··· Dataset ···
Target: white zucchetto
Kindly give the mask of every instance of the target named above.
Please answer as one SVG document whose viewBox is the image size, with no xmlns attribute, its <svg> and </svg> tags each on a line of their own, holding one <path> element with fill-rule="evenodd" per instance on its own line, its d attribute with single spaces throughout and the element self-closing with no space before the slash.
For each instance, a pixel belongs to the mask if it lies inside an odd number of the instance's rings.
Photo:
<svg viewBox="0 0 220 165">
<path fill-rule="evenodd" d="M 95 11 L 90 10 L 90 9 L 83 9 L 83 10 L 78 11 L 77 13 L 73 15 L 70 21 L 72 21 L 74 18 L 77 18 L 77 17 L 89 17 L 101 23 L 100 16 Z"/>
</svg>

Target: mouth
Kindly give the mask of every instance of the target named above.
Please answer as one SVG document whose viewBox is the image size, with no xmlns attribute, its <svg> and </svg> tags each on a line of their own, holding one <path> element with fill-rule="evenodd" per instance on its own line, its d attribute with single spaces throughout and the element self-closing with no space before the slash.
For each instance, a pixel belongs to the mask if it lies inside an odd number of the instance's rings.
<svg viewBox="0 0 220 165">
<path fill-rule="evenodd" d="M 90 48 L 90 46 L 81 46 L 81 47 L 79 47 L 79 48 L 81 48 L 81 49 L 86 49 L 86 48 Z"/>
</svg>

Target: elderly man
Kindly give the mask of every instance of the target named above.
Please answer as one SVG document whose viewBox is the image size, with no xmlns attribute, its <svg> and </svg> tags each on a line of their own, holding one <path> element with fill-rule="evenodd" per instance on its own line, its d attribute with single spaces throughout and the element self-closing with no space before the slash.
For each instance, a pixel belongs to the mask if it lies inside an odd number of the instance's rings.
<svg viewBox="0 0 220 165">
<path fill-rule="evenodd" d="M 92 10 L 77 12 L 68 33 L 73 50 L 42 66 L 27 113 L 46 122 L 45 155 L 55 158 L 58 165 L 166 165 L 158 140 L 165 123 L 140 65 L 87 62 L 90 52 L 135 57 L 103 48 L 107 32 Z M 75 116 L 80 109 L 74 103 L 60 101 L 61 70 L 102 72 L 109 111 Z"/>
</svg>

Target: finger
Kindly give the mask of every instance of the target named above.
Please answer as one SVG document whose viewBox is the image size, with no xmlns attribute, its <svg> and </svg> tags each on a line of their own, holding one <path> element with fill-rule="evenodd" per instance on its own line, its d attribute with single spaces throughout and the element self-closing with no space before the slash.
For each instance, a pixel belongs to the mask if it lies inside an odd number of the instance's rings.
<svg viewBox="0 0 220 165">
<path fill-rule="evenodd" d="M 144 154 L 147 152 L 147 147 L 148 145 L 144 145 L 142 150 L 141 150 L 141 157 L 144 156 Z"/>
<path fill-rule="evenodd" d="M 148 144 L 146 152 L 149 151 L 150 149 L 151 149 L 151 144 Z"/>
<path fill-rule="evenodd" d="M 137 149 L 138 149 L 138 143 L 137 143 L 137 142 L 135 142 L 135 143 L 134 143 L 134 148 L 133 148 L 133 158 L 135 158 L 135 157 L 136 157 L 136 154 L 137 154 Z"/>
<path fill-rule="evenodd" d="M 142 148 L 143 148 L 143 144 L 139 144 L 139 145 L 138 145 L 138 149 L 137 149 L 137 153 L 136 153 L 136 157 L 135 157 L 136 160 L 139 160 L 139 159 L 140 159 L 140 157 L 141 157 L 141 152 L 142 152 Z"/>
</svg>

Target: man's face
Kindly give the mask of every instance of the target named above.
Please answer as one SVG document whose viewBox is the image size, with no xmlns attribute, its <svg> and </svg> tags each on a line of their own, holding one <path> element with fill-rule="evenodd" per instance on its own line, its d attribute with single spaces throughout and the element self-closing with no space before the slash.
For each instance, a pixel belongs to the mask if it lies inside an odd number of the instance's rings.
···
**What you need to do**
Switch each "Kindly" in the records above to "Please", and give all the lines again with nothing else changed.

**Response**
Target: white zucchetto
Please give the mask of every instance of the target named above.
Please answer as one SVG document whose viewBox is the image size, with no xmlns attribute, its <svg> and </svg> tags each on a line of their own, holding one <path> element with fill-rule="evenodd" per instance on its own line, its d attribute with single spaces throughout and the element self-closing with no space before the slash.
For each instance, a pixel belongs to the mask if it lies inside an odd number of the instance's rings.
Photo:
<svg viewBox="0 0 220 165">
<path fill-rule="evenodd" d="M 95 11 L 90 10 L 90 9 L 83 9 L 83 10 L 78 11 L 77 13 L 73 15 L 70 21 L 72 21 L 74 18 L 77 18 L 77 17 L 89 17 L 101 23 L 100 16 Z"/>
</svg>

Target: mouth
Please give the mask of every instance of the target named above.
Please answer as one SVG document whose viewBox is the image size, with no xmlns attribute, its <svg> and </svg> tags each on a line of their own, holding one <path> element with fill-rule="evenodd" per instance on its own line, its d attribute with single spaces throughout and the element self-closing with no space before the slash.
For each instance, a pixel belongs to the mask if it lies inside an odd number of the instance's rings.
<svg viewBox="0 0 220 165">
<path fill-rule="evenodd" d="M 90 48 L 90 46 L 81 46 L 81 47 L 79 47 L 79 48 L 81 48 L 81 49 L 86 49 L 86 48 Z"/>
</svg>

Target: elderly man
Please give the mask of every instance of the target named above.
Please answer as one SVG document whose viewBox is the image size, with no xmlns attribute, its <svg> and </svg> tags each on a line of their own, holding one <path> element with fill-rule="evenodd" per instance on its own line, its d attribute with single spaces throughout and the element self-closing with no space before the slash.
For each instance, a pixel belongs to the mask if it lies inside an odd number of the instance's rings.
<svg viewBox="0 0 220 165">
<path fill-rule="evenodd" d="M 92 10 L 77 12 L 68 33 L 73 50 L 42 66 L 27 113 L 46 122 L 45 155 L 55 158 L 58 165 L 166 165 L 158 140 L 165 123 L 140 65 L 87 62 L 90 52 L 135 57 L 103 48 L 107 32 Z M 75 116 L 80 109 L 74 103 L 60 101 L 61 70 L 102 72 L 109 111 Z"/>
</svg>

Target: finger
Please give the mask of every instance of the target named above.
Please answer as one SVG document whose viewBox is the image size, with no xmlns attribute, its <svg> and </svg> tags each on a line of their own, holding one <path> element with fill-rule="evenodd" per instance on its own line, its d attribute with single spaces throughout and the element self-closing with no space before the slash.
For each instance, a pixel belongs to the mask if it lies inside an odd number of the instance's rings.
<svg viewBox="0 0 220 165">
<path fill-rule="evenodd" d="M 144 154 L 147 152 L 147 147 L 148 145 L 144 145 L 142 150 L 141 150 L 141 157 L 144 156 Z"/>
<path fill-rule="evenodd" d="M 148 144 L 146 152 L 149 151 L 150 149 L 151 149 L 151 144 Z"/>
<path fill-rule="evenodd" d="M 137 149 L 138 149 L 138 143 L 137 143 L 137 142 L 135 142 L 135 143 L 134 143 L 134 148 L 133 148 L 133 158 L 135 158 L 135 157 L 136 157 L 136 154 L 137 154 Z"/>
<path fill-rule="evenodd" d="M 142 148 L 143 148 L 143 144 L 139 144 L 139 145 L 138 145 L 138 149 L 137 149 L 137 153 L 136 153 L 136 157 L 135 157 L 136 160 L 139 160 L 139 159 L 140 159 L 140 157 L 141 157 L 141 152 L 142 152 Z"/>
</svg>

Target: man's face
Please give the mask of every instance of the target named above.
Please answer as one SVG document whose viewBox is the image size, with no xmlns attribute, its <svg> and </svg> tags each on a line of their own, holding one <path> element with fill-rule="evenodd" per instance on its own line, its d attribute with single spaces throughout and the element self-closing with no space before the slash.
For each instance, a pixel belongs to the mask if it lies inside an odd number of the instance's rings.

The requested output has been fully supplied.